-- start of Source document --

Re: [HACKERS] advanced partition matching algorithm for partition-wise join

From: Ashutosh Bapat <ashutosh(dot)bapat(dot)oss(at)gmail(dot)com>
To: Etsuro Fujita <etsuro(dot)fujita(at)gmail(dot)com>
Cc: Mark Dilger <mark(dot)dilger(at)enterprisedb(dot)com>, amul sul <sulamul(at)gmail(dot)com>, Robert Haas <robertmhaas(at)gmail(dot)com>, Thomas Munro <thomas(dot)munro(at)gmail(dot)com>, Amit Langote <Langote_Amit_f8(at)lab(dot)ntt(dot)co(dot)jp>, Rajkumar Raghuwanshi <rajkumar(dot)raghuwanshi(at)enterprisedb(dot)com>, Etsuro Fujita <fujita(dot)etsuro(at)lab(dot)ntt(dot)co(dot)jp>, Dmitry Dolgov <9erthalion6(at)gmail(dot)com>, Antonin Houska <ah(at)cybertec(dot)at>, PostgreSQL-development <pgsql-hackers(at)postgresql(dot)org>, ashutosh(dot)bapat(at)2ndquadrant(dot)com
Subject: Re: [HACKERS] advanced partition matching algorithm for partition-wise join
Date: 2020-03-03 16:48:40
Message-ID: CAExHW5uZAzhNYj9hhgoKj1d3mqJZH6yGqvY=ecBFk9W=7zL9yA@mail.gmail.com
Views: Raw Message | Whole Thread | Download mbox | Resend email
Thread:
Lists: pgsql-hackers

Hi Fujita-san,
I reviewed the patch. Except for the logic of matching the pairs of
partitions from already merged partitions, I think the code changes are
good. But there are several places where it needs further changes to
comments. The attached patch has those. I have described some of them below.
+ * We can not perform partition-wise join if either of the joining
+ * relations is not partitioned.

We are consistently using partitionwise instead of partition-wise.

+ /*
+ * See if the partition bounds for inputs are exactly the same, in
+ * which case we don't need to work hard: partitions with the same
+ * partition indexes will form join pairs, and the join rel will have
+ * the same partition bounds as inputs; otherwise try to merge the
+ * partition bounds along with generating join pairs.

Phrase "joining relations" is better than "inputs", IMO. Updated in the
attached patch.

+ /*
+ * If the partition bounds for the join rel are not merged ones,
+ * inputs are guaranteed to have the same partition bounds, so
+ * partitions with the same partition indexes will form join pairs;
+ * else let get_matching_part_pairs() do the work.

-- end of Source document --
-- start of Data lines --

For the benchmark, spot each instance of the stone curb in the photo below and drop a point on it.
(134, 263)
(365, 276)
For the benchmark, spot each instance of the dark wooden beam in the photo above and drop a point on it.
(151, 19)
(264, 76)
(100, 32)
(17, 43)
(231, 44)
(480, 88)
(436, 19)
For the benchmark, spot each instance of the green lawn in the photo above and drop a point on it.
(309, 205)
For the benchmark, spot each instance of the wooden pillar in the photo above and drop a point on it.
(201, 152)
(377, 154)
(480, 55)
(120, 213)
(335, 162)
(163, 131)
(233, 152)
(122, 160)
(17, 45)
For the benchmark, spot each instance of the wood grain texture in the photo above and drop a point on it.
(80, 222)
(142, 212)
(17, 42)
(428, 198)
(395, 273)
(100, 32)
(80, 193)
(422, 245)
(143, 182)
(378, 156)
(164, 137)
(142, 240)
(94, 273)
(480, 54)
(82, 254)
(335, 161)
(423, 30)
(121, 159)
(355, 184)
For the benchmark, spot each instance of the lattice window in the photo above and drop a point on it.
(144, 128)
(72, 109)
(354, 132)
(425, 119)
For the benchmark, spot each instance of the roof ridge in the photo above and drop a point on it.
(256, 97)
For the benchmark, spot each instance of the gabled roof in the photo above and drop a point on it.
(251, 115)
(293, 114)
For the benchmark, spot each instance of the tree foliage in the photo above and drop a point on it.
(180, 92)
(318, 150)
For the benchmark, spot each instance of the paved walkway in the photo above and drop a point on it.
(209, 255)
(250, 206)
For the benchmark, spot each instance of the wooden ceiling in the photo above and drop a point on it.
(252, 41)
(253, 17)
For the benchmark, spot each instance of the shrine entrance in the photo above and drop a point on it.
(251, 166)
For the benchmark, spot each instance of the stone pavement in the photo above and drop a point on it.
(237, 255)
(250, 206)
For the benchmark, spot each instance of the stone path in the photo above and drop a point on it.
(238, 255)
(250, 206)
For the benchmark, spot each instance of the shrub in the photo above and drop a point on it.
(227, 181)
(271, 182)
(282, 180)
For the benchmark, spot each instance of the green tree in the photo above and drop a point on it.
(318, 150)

-- end of Data lines --

Task requirements:
- a) Reproduce the stretch from "We are consistently" through "attached patch." in the partitionwise join review message, without altering any characters.
- b) Answer these questions from the partitionwise join review message:
(i) Which spelling does the reviewer say is consistently used instead of "partition-wise"?
(ii) Which phrase does the reviewer consider better than "inputs"?
(iii) Apart from which logic does the reviewer judge the code changes to be good?
- c) Continue the partitionwise join review message, beginning right after the final quoted comment line shown.

Per-task answers:
- a)
We are consistently using partitionwise instead of partition-wise.

+ /*
+ * See if the partition bounds for inputs are exactly the same, in
+ * which case we don't need to work hard: partitions with the same
+ * partition indexes will form join pairs, and the join rel will have
+ * the same partition bounds as inputs; otherwise try to merge the
+ * partition bounds along with generating join pairs.

Phrase "joining relations" is better than "inputs", IMO. Updated in the
attached patch.

- b)
(i) partitionwise
(ii) "joining relations"
(iii) The logic of matching the pairs of partitions from already merged partitions

- c)
+ */
+ if (joinrel->merged)
+ {

This condition in the comment is opposite to the condition being checked in
code, so looks confusing. BTW this comment is also repeated around line
1405.
See attached patch for correction.

+ /*
+ * If this segment of the join is empty, it means that this segment

"partition of the join" looks consistent with other usages than "segment of
the
join". Modified in the attached patch.

+ /*
+ * Get a relids set of partition(s) involved in this join segment that
+ * are from the rel1 side.
+ */
+ child_relids1 = bms_intersect(child_joinrel->relids,
+ rel1->all_partrels);

The partition bounds are sorted by their values. Even for a list partitioned
table, the bounds are sorted by the least partition value. We do not allow
multiple paritions from one side to be joined with one partition on the
other
and vice versa. All this together means that the partitions of the join
relation are formed by joining partitions from either side in the order of
their bounds. This means that the matching pairs of partitions can be found
by
matching relids of partitions of join with those of the joining relation by
traversing partitions from all the three relations only once in the order
they
appears in partition bounds of corresponding relations. If we use this
algorithm, we don't need all_partrels to be collected and also don't need to
search base or join relation. That, I think, will reduce the time and space
complexity of this logic. Am I missing something? As a side effect it won't
require any special handling for base and join relation.

+ /*
+ * Get a child rel for rel1 with the relids. Note that we should have
+ * the child rel even if rel1 is a join rel, because in that case the
+ * partitions specified in the relids would have matching/overlapping
+ * boundaries, so those partitions should be considered as ones to be
+ * joined even when planning partitionwise joins of rel1, meaning that
+ * the child rel would have been built by the time we get here.
+ */
+ if (rel1_is_simple)

This variable is used only in one place. So instead we should the expression
assigning the value to it. Changed in the attached patch.

- rel->nparts = 0;
+ rel->nparts = -1;

I think we need to add comments around various values that nparts can take.
How
about like something attached.

+ case PARTITION_STRATEGY_HASH:
+ merged_bounds = NULL;

I think, we need to explain why we aren't merging hash partition bounds.
AFAIU,
the reason is thus: When the modulo of used for partition mapping (i.e.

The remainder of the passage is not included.